(Exercise description) Gather every line in the rows below that contains the word "algae". Case matters.

(Dataset rows about object locations)
_ _ _ _ _
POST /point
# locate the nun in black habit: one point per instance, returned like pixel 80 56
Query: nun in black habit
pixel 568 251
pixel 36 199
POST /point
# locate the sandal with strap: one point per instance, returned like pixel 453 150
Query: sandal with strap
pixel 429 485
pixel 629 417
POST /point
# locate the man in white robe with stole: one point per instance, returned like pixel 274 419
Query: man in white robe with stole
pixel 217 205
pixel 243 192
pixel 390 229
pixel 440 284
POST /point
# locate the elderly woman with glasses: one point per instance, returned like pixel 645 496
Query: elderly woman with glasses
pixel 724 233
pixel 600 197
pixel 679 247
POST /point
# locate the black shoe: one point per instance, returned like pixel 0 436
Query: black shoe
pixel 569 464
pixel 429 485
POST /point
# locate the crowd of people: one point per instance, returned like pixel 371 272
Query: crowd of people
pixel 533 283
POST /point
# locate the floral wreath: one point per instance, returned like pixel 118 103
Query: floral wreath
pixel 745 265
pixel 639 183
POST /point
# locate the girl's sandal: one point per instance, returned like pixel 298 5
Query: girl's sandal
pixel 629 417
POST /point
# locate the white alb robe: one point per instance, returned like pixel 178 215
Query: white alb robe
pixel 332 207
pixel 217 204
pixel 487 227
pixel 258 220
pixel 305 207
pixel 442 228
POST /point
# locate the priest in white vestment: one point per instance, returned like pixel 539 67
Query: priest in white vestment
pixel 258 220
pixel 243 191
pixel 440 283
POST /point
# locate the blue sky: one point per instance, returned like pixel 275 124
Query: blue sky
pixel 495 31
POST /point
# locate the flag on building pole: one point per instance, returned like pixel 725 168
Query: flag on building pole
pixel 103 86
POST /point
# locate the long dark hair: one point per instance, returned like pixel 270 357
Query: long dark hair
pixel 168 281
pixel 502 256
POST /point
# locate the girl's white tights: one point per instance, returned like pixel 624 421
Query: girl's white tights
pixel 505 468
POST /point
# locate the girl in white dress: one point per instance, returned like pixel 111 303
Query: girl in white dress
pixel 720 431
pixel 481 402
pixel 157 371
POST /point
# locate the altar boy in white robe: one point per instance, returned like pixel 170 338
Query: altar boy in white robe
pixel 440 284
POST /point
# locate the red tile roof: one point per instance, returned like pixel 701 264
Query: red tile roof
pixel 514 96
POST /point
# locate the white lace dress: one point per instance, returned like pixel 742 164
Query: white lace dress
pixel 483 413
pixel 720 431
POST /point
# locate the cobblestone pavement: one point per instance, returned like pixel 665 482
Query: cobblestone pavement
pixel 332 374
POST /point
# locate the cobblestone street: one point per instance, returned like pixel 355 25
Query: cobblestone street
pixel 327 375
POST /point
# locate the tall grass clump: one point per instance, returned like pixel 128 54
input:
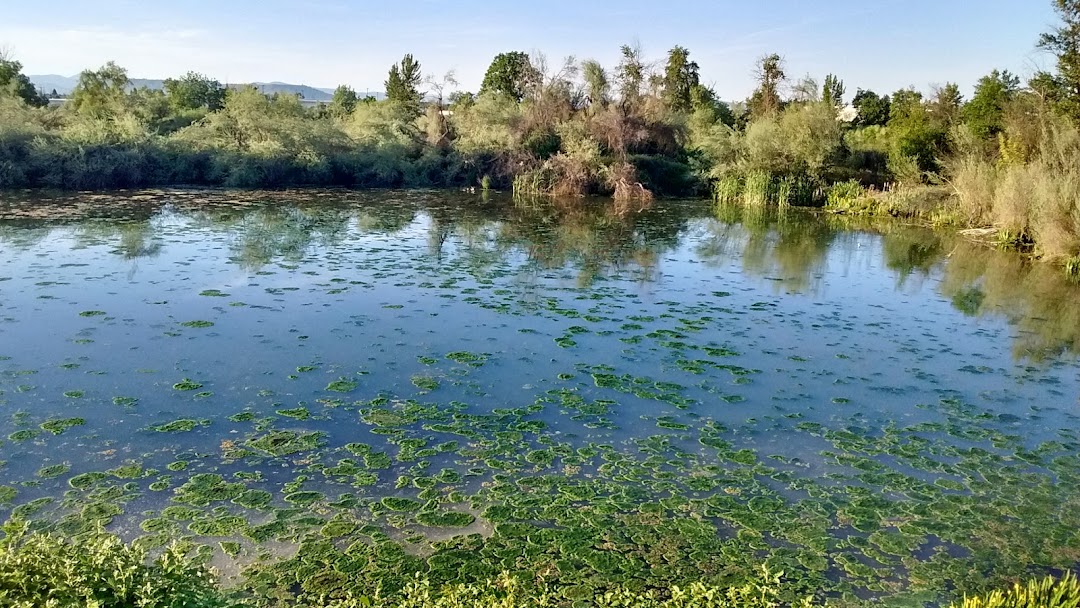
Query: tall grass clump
pixel 1034 204
pixel 1045 593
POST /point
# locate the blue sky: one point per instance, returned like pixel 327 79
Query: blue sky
pixel 879 44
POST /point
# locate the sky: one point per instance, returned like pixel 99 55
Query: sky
pixel 876 44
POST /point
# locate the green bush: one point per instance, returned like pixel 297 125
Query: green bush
pixel 1045 593
pixel 845 196
pixel 40 570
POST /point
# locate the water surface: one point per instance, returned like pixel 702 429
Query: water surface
pixel 593 393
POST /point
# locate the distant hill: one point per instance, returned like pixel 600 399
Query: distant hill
pixel 64 85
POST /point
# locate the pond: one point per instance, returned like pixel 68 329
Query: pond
pixel 329 388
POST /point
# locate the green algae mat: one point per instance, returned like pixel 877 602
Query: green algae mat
pixel 325 390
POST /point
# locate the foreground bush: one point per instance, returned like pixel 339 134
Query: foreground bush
pixel 39 570
pixel 98 570
pixel 1048 593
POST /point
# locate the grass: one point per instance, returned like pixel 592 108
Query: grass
pixel 98 569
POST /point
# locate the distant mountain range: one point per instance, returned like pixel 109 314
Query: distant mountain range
pixel 64 85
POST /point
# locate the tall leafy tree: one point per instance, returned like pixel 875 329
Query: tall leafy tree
pixel 343 102
pixel 680 77
pixel 985 112
pixel 873 109
pixel 194 91
pixel 631 77
pixel 100 93
pixel 946 103
pixel 833 91
pixel 1064 42
pixel 769 72
pixel 17 84
pixel 597 84
pixel 511 75
pixel 403 85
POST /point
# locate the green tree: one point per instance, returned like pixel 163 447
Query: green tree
pixel 403 85
pixel 511 75
pixel 833 91
pixel 99 93
pixel 769 72
pixel 1064 42
pixel 906 107
pixel 985 112
pixel 597 84
pixel 15 83
pixel 703 99
pixel 343 102
pixel 873 109
pixel 946 103
pixel 630 77
pixel 193 92
pixel 916 136
pixel 680 77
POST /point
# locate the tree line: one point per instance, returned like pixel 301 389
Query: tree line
pixel 578 127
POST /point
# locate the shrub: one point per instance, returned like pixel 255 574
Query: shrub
pixel 1045 593
pixel 99 570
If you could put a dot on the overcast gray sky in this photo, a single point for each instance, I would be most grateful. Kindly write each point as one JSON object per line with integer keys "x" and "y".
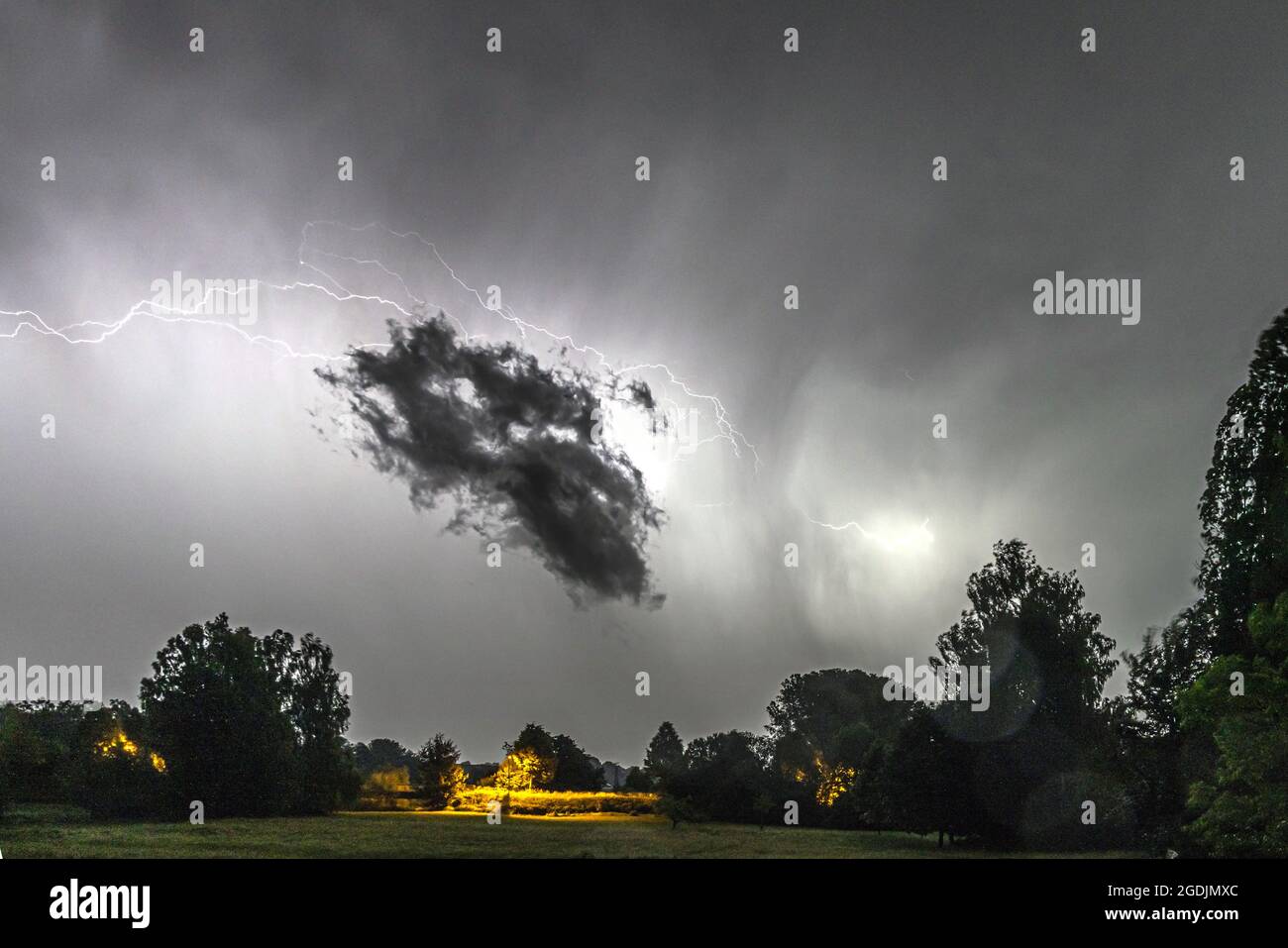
{"x": 768, "y": 167}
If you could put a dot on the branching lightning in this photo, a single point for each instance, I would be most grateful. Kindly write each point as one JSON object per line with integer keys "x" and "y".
{"x": 913, "y": 540}
{"x": 93, "y": 331}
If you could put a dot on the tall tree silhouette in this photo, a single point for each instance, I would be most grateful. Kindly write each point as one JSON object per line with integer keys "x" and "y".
{"x": 1244, "y": 507}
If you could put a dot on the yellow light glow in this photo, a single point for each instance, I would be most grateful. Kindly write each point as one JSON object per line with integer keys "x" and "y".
{"x": 120, "y": 742}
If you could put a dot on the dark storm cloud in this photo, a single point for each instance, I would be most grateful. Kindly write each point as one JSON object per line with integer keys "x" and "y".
{"x": 514, "y": 446}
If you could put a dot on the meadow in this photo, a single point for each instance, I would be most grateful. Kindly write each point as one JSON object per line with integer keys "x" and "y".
{"x": 34, "y": 831}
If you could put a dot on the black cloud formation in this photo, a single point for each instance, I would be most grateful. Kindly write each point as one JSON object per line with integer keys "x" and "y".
{"x": 513, "y": 446}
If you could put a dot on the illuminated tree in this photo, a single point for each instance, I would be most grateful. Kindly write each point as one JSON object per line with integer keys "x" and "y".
{"x": 529, "y": 762}
{"x": 665, "y": 755}
{"x": 250, "y": 725}
{"x": 439, "y": 777}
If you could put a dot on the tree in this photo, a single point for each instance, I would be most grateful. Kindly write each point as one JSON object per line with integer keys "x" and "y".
{"x": 439, "y": 777}
{"x": 575, "y": 769}
{"x": 1244, "y": 507}
{"x": 1159, "y": 759}
{"x": 725, "y": 779}
{"x": 824, "y": 724}
{"x": 249, "y": 725}
{"x": 665, "y": 755}
{"x": 1046, "y": 725}
{"x": 1241, "y": 702}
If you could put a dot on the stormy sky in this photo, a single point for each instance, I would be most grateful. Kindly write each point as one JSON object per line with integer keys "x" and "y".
{"x": 767, "y": 168}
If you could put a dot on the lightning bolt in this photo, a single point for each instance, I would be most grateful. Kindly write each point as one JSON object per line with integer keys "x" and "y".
{"x": 94, "y": 333}
{"x": 912, "y": 540}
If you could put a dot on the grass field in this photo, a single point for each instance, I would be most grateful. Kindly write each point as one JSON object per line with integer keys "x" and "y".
{"x": 60, "y": 832}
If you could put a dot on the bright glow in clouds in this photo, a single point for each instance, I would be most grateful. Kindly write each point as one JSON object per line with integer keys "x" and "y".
{"x": 649, "y": 442}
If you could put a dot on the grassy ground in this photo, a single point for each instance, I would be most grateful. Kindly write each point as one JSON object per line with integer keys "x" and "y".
{"x": 60, "y": 832}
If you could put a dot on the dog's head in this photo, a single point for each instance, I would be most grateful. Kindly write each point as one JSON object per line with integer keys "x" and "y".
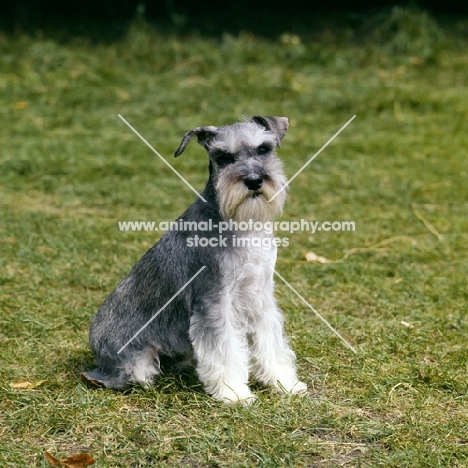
_ _ _ _ _
(Task result)
# locate the green algae mat: one point per instance, returned like pixel 877 602
Query: green algae mat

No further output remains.